** Opening RECORDED INFORMATION block **

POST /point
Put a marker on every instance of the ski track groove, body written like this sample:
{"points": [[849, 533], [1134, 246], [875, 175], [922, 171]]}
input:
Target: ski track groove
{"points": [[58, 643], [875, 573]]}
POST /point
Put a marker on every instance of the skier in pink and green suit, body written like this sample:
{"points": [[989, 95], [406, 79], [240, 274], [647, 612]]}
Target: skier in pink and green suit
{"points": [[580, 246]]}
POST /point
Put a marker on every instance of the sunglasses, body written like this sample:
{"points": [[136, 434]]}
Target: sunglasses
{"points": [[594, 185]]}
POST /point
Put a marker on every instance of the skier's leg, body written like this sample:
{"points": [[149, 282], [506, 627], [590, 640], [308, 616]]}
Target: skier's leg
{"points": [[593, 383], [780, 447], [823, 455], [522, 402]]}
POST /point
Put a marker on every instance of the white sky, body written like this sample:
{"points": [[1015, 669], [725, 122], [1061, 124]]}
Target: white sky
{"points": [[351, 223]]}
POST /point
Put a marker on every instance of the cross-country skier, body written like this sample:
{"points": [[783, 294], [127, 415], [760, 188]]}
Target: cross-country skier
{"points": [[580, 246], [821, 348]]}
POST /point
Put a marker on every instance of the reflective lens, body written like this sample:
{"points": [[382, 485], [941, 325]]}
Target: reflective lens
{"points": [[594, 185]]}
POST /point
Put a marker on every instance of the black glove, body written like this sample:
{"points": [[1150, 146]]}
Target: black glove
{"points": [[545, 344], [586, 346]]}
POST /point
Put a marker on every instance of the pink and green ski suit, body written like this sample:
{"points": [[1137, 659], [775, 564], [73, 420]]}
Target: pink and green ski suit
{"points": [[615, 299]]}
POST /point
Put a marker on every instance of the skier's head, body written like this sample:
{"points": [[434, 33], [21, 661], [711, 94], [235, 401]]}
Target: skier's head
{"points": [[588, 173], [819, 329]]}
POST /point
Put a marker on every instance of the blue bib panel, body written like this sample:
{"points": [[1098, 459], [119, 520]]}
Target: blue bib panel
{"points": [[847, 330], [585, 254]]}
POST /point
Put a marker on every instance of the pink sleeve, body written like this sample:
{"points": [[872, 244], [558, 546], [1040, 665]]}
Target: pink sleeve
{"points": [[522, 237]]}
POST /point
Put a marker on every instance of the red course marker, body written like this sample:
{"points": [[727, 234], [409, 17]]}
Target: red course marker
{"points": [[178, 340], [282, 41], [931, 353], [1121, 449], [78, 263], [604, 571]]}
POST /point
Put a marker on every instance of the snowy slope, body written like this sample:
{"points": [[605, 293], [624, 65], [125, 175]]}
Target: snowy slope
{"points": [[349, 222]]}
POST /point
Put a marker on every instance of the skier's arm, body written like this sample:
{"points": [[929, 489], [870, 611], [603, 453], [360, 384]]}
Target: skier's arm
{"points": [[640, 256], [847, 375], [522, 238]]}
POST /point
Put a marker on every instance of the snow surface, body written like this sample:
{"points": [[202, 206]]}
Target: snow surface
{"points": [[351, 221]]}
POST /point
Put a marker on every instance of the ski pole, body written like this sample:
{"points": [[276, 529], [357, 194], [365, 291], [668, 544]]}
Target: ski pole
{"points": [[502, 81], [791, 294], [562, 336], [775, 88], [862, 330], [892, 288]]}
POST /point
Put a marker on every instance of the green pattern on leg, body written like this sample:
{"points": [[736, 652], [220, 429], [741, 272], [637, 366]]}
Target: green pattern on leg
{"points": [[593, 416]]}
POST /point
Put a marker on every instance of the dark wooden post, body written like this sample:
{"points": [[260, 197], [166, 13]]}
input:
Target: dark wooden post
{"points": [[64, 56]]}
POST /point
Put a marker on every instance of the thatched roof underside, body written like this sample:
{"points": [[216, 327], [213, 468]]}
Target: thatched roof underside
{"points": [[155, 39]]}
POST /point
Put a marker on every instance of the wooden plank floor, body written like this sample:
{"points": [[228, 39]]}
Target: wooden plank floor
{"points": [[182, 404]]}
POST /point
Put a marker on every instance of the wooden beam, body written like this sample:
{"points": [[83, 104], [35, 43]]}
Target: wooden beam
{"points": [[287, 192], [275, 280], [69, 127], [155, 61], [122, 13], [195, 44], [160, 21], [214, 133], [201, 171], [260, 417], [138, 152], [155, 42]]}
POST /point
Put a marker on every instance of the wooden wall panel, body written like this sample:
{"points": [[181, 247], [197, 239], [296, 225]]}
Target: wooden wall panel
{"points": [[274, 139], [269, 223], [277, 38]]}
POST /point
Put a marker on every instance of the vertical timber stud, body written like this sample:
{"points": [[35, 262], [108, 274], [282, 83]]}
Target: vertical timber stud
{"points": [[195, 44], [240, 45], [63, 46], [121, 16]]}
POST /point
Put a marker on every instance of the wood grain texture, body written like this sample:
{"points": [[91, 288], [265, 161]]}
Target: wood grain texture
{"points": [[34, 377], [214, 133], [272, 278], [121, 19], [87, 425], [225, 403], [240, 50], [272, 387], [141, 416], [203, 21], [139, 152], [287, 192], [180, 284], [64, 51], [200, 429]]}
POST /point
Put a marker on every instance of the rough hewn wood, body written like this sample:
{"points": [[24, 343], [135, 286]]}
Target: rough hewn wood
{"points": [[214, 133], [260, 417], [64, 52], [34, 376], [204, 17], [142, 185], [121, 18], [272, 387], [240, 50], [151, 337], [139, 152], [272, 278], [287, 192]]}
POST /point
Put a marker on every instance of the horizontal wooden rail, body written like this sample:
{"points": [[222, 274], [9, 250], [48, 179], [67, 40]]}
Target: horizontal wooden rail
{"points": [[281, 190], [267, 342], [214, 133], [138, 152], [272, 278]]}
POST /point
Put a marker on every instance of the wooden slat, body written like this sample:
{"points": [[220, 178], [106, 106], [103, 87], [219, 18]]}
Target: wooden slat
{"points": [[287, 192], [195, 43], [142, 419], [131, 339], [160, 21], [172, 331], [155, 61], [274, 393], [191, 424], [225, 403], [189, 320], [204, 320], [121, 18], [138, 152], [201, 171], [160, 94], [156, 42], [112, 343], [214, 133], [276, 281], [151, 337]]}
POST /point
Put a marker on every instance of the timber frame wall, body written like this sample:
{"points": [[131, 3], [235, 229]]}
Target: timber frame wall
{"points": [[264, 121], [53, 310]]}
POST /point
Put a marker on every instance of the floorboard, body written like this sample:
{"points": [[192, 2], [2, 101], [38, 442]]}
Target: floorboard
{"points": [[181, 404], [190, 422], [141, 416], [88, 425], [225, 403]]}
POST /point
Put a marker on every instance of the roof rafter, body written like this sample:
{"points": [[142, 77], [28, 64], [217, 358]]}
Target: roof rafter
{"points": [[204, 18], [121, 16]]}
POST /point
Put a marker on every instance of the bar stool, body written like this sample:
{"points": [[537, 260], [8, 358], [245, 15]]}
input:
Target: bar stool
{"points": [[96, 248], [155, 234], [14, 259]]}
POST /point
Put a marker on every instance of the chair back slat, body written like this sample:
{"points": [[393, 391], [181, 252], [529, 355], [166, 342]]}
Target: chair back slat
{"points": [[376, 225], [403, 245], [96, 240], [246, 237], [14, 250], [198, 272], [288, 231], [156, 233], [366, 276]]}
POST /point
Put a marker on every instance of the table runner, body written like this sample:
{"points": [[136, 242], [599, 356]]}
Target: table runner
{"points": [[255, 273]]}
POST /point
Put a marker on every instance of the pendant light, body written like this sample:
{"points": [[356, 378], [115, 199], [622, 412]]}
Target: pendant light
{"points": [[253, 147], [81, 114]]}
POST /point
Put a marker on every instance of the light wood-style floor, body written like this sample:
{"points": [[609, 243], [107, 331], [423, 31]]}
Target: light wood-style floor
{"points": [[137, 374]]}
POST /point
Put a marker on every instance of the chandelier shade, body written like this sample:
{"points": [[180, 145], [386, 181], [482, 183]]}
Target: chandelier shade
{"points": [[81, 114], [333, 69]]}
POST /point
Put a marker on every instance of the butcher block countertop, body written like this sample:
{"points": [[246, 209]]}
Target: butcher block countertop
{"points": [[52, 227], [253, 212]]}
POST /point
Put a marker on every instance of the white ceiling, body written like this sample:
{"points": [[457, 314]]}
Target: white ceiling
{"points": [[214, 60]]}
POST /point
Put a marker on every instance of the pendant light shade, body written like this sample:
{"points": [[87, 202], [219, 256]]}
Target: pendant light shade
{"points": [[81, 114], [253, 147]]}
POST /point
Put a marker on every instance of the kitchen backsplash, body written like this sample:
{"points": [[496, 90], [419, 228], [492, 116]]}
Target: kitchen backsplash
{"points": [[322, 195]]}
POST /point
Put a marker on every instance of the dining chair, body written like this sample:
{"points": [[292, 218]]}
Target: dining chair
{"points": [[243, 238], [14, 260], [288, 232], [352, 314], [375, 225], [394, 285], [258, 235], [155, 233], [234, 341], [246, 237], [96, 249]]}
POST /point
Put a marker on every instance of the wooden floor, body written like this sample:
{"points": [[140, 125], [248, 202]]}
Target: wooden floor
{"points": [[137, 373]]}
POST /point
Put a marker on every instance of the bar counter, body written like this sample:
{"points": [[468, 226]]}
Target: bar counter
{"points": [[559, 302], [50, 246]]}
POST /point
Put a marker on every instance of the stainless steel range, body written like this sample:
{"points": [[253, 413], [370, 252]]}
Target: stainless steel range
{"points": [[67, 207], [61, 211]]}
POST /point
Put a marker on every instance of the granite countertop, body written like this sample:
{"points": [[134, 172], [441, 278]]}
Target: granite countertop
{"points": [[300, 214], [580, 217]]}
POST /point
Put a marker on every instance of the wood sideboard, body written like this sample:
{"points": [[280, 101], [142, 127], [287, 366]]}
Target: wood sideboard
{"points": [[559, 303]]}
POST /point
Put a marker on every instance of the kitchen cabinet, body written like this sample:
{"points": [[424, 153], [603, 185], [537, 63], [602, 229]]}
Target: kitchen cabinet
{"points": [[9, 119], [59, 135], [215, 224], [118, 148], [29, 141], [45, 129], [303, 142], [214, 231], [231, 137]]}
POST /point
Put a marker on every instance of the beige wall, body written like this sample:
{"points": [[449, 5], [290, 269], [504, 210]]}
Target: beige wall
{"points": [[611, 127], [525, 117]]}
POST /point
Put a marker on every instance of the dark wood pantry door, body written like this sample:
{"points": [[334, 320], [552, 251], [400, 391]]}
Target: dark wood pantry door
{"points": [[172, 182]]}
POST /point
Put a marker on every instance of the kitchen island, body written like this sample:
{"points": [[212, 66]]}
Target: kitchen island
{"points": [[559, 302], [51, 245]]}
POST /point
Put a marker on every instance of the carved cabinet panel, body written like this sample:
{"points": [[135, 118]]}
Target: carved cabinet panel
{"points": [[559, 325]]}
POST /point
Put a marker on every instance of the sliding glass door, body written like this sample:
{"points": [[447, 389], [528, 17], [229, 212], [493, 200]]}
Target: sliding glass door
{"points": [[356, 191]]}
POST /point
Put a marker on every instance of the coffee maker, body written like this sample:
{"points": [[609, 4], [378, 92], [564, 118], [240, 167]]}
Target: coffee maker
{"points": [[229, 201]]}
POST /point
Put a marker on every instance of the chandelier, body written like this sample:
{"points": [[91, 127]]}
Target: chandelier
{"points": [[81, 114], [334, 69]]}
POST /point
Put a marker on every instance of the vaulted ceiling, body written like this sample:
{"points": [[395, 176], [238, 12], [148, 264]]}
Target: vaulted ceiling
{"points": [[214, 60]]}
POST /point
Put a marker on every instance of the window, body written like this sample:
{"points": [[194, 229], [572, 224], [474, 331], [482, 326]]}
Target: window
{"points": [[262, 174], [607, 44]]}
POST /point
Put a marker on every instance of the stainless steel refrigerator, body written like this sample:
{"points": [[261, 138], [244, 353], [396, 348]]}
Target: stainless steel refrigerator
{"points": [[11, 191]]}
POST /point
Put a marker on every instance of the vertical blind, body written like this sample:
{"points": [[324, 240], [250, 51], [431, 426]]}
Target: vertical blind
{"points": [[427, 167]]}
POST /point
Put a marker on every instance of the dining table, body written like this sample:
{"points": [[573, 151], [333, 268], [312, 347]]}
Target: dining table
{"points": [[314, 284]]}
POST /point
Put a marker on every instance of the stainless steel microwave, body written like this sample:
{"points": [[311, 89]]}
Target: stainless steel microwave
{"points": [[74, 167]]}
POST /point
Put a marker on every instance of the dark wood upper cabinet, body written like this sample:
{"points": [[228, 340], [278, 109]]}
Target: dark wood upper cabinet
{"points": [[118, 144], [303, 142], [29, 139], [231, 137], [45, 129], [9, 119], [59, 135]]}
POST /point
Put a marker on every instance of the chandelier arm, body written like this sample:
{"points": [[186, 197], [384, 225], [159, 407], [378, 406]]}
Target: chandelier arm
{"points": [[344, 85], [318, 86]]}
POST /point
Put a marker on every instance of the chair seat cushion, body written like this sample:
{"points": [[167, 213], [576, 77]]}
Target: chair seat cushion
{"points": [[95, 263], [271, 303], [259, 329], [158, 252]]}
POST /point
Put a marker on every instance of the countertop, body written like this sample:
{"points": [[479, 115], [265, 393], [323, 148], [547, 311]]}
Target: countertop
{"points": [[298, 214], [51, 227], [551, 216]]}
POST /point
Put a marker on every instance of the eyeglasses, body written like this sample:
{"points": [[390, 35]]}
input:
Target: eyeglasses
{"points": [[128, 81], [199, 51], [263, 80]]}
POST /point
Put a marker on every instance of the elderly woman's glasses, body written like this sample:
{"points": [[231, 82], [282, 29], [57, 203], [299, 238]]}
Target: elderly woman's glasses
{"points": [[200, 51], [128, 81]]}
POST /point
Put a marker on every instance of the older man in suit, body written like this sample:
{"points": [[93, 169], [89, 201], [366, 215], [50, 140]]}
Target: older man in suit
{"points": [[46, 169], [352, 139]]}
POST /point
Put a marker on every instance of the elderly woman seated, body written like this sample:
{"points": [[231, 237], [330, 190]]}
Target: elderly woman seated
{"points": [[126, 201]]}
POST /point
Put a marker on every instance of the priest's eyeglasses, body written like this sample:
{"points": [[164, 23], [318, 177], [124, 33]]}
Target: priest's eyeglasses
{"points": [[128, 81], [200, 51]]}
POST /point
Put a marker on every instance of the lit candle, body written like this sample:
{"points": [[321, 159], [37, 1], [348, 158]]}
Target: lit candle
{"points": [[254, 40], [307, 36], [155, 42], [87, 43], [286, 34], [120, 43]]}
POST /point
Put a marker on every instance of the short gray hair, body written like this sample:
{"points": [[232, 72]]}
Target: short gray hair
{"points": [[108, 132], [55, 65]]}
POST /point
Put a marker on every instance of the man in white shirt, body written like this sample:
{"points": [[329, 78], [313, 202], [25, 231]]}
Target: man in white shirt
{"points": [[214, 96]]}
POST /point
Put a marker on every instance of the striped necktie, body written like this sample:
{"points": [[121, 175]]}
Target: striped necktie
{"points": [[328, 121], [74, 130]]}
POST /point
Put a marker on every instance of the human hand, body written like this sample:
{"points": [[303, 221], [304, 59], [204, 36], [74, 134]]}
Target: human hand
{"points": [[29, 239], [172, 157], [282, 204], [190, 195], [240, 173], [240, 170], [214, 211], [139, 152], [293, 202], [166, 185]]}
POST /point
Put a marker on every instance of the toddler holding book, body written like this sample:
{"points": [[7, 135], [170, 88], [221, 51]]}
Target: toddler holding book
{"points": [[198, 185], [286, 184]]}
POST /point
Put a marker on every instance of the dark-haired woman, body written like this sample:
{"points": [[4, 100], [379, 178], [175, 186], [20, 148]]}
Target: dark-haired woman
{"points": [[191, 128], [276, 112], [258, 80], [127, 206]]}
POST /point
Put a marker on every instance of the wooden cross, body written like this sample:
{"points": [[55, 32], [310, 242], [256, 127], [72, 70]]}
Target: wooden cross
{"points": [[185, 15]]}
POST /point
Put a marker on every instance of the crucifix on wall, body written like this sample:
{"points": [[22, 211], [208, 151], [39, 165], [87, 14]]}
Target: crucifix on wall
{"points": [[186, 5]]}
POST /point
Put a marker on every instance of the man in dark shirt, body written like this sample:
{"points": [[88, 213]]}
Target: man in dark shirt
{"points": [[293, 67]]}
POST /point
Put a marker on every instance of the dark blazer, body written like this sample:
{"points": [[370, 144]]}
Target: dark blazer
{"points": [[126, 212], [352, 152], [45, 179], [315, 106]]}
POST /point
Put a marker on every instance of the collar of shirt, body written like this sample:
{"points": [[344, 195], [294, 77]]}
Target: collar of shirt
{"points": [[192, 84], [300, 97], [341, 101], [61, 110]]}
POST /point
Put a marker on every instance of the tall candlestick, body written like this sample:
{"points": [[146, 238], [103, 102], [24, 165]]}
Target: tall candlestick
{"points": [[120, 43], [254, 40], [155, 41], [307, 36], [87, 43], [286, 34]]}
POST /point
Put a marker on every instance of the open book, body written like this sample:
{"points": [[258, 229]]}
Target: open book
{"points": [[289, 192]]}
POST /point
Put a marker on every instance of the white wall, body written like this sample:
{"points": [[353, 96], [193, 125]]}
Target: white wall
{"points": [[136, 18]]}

** Closing RECORDED INFORMATION block **

- **TASK TO COMPLETE**: After locating the line that contains "Put a marker on every instance of the white sky, body", please copy exactly every line from the start of the records through it, and nothing else.

- **RESPONSE**:
POST /point
Put a marker on every instance of the ski track groove, body written like this sample:
{"points": [[849, 533], [1134, 246], [875, 175], [922, 171]]}
input:
Target: ski track groove
{"points": [[58, 643], [875, 573]]}
POST /point
Put a marker on every instance of the skier in pink and green suit, body written like this sample:
{"points": [[989, 95], [406, 79], [240, 274], [647, 612]]}
Target: skier in pink and green suit
{"points": [[580, 246]]}
POST /point
Put a marker on every instance of the sunglasses, body written like this sample:
{"points": [[136, 434]]}
Target: sunglasses
{"points": [[594, 185]]}
POST /point
Put a marker on every instance of the skier's leg, body written like this sample:
{"points": [[149, 282], [506, 627], [590, 640], [308, 616]]}
Target: skier's leg
{"points": [[593, 383], [780, 447], [823, 455], [522, 402]]}
POST /point
Put a marker on every instance of the white sky, body written like this sample:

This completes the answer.